Exercices:
- a) Reproduisez fidèlement le passage de l'article sur la loi Économie circulaire qui va de « Les arrêtés, en » jusqu'à « nécessitent des garanties. » inclus.
- b) Dans l'article sur la loi Économie circulaire, relevez tous les textes de la hiérarchie présentée, dans l'ordre où ils y figurent.

Texte du document:
* * *

Loi Économie circulaire : encore du pain sur la planche !
mardi 17 mars 2020, par Bakhta JOMNI
Décrets et arrêtés : coup de projecteur sur les instruments réglementaires prévus par la loi Économie circulaire.
Décrets en Conseil d’État, décrets simples, arrêtés, « voie réglementaire » : ces mesures d’application sont mentionnées des dizaines de fois chacune dans la loi Économie circulaire. Une fois la crise sanitaire passée, le gouvernement aura du pain sur la planche, mais cela ne veut pas dire qu’il va devoir préparer une centaine de textes dans les prochains mois. Plusieurs thématiques pourront être regroupées dans un même décret ou arrêté.
Lorsqu’il adopte une loi, le législateur fixe des grands principes et charge le gouvernement d’en fixer les détails. La loi Économie circulaire prévoit que le gouvernement devra surtout prendre des décrets, ce qui n’est pas étonnant s’agissant d’un domaine nouveau dans lequel il reste des questions de fond à régler. En effet, les décrets constituent le mode ordinaire du pouvoir réglementaire alors que les arrêtés traitent plutôt des points techniques. Les décrets ont une valeur juridique supérieure aux arrêtés. Ils sont adoptés par le Premier ministre et contresignés par les ministres chargés de leur exécution.
Les arrêtés, en revanche, sont adoptés directement par les ministres concernés. La différence entre les décrets en Conseil d’État et les décrets simples est que la consultation du Conseil d’État est obligatoire pour les premiers. Le gouvernement ne peut édicter que le texte adopté par le Conseil d’État ou le projet qu’il lui a soumis (ce qui serait risqué si des irrégularités juridiques ont été identifiées). L’avis du Conseil d’État est donc important et, en pratique, il est généralement suivi. C’est la raison pour laquelle les décrets en Conseil d’État ont une importance particulière et sont utilisés pour fixer les grandes lignes d’une réglementation ou dans les matières qui nécessitent des garanties.
La loi Économie circulaire renvoie aussi à des « mesures réglementaires », ce qui laisse le gouvernement libre de choisir entre un décret simple ou en Conseil d’État. À noter qu’il existe une hiérarchie entre ces textes, dans l’ordre suivant : loi, décret en Conseil d’État, décret simple, arrêté, circulaire administrative. Le texte du « dessous » doit respecter le texte du « dessus » et peut être invalidé en tout en partie si ce n’est pas le cas.

* * *

Matériel fourni:
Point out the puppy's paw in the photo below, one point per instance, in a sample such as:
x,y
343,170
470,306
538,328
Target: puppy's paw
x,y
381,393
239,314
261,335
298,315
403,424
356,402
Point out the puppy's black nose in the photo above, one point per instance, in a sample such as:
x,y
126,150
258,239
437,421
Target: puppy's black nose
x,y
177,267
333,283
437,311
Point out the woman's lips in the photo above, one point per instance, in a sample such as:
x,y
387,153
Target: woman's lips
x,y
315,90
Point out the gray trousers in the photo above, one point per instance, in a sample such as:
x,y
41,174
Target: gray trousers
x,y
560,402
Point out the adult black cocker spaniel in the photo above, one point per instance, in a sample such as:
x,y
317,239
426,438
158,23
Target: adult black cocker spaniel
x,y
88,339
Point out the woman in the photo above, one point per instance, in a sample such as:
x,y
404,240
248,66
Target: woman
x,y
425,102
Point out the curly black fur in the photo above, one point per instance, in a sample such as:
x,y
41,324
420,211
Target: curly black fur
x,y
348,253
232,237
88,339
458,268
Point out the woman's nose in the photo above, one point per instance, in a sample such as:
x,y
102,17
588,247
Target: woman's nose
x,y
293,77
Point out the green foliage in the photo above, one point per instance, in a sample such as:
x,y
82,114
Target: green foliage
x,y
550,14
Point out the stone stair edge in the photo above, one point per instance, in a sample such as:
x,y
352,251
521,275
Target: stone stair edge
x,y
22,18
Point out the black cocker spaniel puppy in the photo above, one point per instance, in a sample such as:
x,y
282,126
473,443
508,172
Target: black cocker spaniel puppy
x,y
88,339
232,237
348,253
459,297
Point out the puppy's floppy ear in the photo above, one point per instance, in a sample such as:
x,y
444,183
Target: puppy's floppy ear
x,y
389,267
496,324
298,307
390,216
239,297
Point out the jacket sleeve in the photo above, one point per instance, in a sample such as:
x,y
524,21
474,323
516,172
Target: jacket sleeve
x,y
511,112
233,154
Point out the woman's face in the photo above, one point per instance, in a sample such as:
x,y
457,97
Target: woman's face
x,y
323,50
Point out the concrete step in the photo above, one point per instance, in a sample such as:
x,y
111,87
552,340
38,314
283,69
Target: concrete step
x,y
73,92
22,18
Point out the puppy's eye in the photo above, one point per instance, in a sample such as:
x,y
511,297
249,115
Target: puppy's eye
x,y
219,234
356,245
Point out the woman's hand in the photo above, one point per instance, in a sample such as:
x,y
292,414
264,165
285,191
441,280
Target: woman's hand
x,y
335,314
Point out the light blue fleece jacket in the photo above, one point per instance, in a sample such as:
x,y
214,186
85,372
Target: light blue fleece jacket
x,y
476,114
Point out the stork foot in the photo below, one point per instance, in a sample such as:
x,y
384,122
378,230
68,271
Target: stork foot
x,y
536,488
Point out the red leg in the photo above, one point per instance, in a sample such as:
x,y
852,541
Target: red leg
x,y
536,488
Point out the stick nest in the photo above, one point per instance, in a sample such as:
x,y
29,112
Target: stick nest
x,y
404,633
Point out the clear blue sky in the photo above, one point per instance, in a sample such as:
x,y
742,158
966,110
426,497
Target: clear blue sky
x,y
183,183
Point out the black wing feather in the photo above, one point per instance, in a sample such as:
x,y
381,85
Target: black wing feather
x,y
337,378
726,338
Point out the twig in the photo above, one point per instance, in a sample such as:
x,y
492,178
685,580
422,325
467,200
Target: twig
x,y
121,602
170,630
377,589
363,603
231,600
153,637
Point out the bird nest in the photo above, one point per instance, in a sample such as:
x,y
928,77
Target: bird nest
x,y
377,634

* * *

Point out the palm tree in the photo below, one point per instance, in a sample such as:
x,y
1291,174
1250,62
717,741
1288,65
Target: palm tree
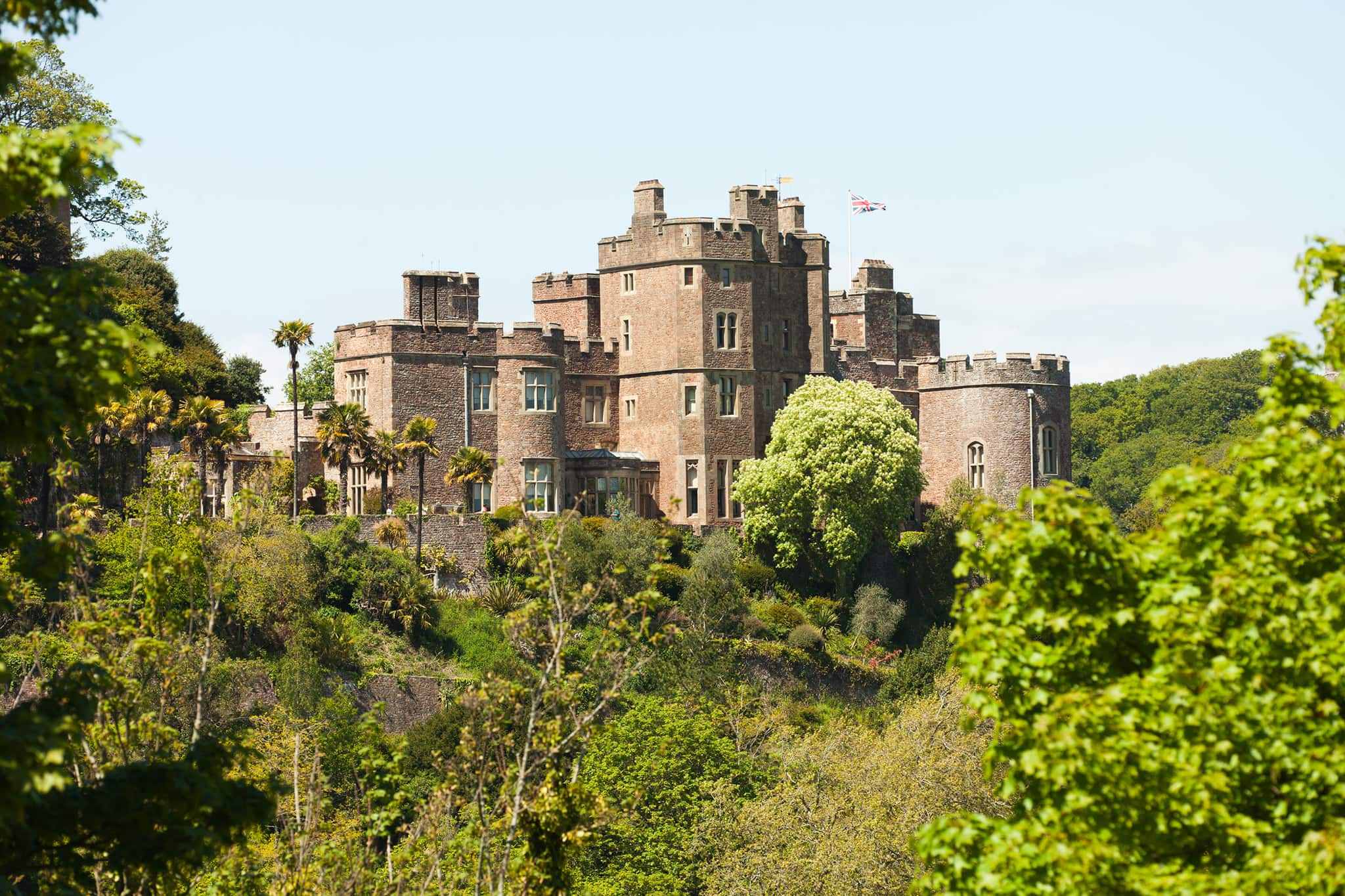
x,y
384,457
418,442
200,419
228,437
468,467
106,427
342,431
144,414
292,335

* * *

Liste des réponses:
- a)
Les arrêtés, en revanche, sont adoptés directement par les ministres concernés. La différence entre les décrets en Conseil d’État et les décrets simples est que la consultation du Conseil d’État est obligatoire pour les premiers. Le gouvernement ne peut édicter que le texte adopté par le Conseil d’État ou le projet qu’il lui a soumis (ce qui serait risqué si des irrégularités juridiques ont été identifiées). L’avis du Conseil d’État est donc important et, en pratique, il est généralement suivi. C’est la raison pour laquelle les décrets en Conseil d’État ont une importance particulière et sont utilisés pour fixer les grandes lignes d’une réglementation ou dans les matières qui nécessitent des garanties.

- b)
1. Loi
2. Décret en Conseil d'État
3. Décret simple
4. Arrêté
5. Circulaire administrative